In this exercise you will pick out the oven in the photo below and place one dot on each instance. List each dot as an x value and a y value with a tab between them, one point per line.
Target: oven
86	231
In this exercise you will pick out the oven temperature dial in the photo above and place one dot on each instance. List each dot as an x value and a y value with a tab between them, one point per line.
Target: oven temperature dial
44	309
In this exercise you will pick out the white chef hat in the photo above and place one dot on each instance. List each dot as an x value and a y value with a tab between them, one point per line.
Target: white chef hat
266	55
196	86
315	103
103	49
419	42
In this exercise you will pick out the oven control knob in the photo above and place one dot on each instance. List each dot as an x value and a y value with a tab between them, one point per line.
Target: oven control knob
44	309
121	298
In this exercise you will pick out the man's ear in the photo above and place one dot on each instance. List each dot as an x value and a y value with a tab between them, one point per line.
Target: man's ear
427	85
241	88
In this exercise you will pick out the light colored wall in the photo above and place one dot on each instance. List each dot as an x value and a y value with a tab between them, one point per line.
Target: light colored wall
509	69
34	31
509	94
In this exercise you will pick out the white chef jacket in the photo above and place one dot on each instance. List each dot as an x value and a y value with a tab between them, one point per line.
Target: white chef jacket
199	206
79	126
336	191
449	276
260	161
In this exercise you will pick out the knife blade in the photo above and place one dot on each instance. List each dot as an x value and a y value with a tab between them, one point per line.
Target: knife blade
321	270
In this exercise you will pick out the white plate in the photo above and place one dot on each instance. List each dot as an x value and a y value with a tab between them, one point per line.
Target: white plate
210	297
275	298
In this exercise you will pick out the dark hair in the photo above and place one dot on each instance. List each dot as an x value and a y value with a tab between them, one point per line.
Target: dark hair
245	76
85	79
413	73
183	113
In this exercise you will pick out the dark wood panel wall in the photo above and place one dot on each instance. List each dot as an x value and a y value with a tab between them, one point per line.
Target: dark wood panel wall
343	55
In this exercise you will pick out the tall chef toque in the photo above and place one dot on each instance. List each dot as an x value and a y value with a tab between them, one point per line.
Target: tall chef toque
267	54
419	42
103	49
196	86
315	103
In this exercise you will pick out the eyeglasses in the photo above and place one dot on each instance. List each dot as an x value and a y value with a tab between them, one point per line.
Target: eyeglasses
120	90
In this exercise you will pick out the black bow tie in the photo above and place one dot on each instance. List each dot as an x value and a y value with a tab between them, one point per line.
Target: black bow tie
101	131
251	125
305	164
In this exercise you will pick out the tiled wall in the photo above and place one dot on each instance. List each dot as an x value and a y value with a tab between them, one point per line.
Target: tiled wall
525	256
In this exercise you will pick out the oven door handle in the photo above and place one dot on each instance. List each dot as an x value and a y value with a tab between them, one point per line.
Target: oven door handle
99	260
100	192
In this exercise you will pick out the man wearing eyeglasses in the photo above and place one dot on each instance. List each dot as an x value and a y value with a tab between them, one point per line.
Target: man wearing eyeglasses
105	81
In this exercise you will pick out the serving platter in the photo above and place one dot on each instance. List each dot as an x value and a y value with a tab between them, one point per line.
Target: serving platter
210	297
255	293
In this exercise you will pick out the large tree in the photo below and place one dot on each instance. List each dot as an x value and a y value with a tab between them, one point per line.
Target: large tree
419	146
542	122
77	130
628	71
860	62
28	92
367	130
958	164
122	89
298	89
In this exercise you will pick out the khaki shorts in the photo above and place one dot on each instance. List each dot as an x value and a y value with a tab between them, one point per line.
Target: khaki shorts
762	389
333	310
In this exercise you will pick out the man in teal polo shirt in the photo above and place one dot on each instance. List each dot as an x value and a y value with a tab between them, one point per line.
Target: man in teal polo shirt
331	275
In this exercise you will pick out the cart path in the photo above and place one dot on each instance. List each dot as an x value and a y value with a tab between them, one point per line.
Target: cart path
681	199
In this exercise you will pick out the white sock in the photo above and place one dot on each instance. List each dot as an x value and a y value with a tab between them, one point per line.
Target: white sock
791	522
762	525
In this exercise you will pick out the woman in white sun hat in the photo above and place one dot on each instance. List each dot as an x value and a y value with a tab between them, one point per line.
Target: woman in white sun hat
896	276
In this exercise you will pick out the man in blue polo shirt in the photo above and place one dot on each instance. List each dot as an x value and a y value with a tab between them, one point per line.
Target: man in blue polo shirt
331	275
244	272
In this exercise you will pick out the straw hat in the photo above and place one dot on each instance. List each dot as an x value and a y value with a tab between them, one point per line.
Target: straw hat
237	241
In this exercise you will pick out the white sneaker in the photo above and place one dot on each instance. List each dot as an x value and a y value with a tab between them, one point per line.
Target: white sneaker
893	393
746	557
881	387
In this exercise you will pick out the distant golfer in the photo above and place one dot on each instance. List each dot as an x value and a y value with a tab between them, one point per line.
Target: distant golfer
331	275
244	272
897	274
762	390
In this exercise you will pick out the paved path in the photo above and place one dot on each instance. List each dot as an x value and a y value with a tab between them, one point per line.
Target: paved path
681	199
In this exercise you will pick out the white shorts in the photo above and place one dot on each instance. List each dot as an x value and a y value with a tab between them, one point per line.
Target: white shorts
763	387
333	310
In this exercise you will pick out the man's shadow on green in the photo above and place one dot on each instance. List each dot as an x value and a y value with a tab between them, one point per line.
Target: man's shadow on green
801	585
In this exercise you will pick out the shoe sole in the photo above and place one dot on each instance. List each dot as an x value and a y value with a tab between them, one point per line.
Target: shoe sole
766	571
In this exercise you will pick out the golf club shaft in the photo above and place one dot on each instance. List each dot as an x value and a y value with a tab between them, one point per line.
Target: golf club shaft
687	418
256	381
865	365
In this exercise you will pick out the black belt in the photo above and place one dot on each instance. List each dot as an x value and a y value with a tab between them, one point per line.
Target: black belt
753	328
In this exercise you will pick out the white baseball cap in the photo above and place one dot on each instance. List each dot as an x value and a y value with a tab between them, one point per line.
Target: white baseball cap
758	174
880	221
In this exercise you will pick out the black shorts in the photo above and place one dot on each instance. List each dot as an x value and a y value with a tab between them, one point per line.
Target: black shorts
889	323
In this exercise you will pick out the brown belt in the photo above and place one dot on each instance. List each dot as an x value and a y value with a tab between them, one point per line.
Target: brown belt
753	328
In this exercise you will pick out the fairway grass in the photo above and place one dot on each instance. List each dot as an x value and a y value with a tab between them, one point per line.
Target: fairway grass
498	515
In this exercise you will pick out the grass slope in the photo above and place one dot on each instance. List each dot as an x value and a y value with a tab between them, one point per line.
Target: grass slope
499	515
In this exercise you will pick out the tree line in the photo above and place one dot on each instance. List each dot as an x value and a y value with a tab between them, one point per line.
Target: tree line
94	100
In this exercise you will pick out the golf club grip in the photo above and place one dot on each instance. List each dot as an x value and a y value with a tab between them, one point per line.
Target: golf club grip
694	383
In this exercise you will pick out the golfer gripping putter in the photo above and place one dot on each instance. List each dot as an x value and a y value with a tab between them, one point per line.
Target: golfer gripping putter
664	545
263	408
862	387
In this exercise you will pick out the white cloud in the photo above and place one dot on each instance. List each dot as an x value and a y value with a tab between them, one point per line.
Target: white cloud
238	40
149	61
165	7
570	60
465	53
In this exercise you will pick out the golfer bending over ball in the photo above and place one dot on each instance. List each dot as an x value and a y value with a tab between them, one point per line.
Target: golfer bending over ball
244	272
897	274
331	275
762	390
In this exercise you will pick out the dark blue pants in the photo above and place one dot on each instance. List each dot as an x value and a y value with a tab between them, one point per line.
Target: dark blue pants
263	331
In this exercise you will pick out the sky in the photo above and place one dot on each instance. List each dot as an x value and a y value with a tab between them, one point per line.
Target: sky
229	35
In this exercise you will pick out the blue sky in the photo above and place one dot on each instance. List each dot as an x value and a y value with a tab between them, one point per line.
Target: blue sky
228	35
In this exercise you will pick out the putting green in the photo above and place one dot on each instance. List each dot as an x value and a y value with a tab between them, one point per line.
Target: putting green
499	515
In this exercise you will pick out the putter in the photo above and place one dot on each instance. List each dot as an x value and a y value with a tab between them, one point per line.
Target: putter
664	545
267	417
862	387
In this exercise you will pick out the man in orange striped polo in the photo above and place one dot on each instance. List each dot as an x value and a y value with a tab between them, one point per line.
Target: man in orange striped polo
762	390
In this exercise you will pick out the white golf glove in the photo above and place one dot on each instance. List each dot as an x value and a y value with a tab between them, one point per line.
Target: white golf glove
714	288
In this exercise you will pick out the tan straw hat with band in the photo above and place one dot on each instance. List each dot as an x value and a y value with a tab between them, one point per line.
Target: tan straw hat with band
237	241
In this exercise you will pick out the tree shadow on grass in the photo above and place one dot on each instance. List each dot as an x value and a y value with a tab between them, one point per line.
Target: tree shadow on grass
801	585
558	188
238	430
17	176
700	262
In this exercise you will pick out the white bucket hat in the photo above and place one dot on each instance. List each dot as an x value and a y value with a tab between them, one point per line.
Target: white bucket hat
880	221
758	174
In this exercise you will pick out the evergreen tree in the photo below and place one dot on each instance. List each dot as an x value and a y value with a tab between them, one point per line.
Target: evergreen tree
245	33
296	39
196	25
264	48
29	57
· · · · ·
TASK:
Repeat precisely the lines of the data starting at the one containing "In this exercise you will pick out the tan", last line included.

SOLUTION FOR THIS TASK:
In this exercise you will pick out the tan straw hat with band in the photo above and place one dot on each instance. List each dot as an x value and a y value with a tab between them, one point per line.
Target: tan straw hat with band
237	241
In this exercise you will pick out the tree shadow on grass in the photo above and place one dot on each instance. List each dot as an x value and a y value with a tab between them, one point per line.
Target: tree shadow on grass
801	585
558	188
238	430
17	176
700	262
In this exercise you will pick out the white bucket hat in the photo above and place one dot on each instance. List each dot as an x value and a y value with a tab between them, one point per line.
Target: white bucket hat
880	221
758	174
In this exercise you will pick out the evergreen tree in the photo below and place one dot on each instance. List each dot as an x value and a y value with a tab between them, one point per line.
Target: evergreen tree
245	33
296	39
196	25
264	48
29	57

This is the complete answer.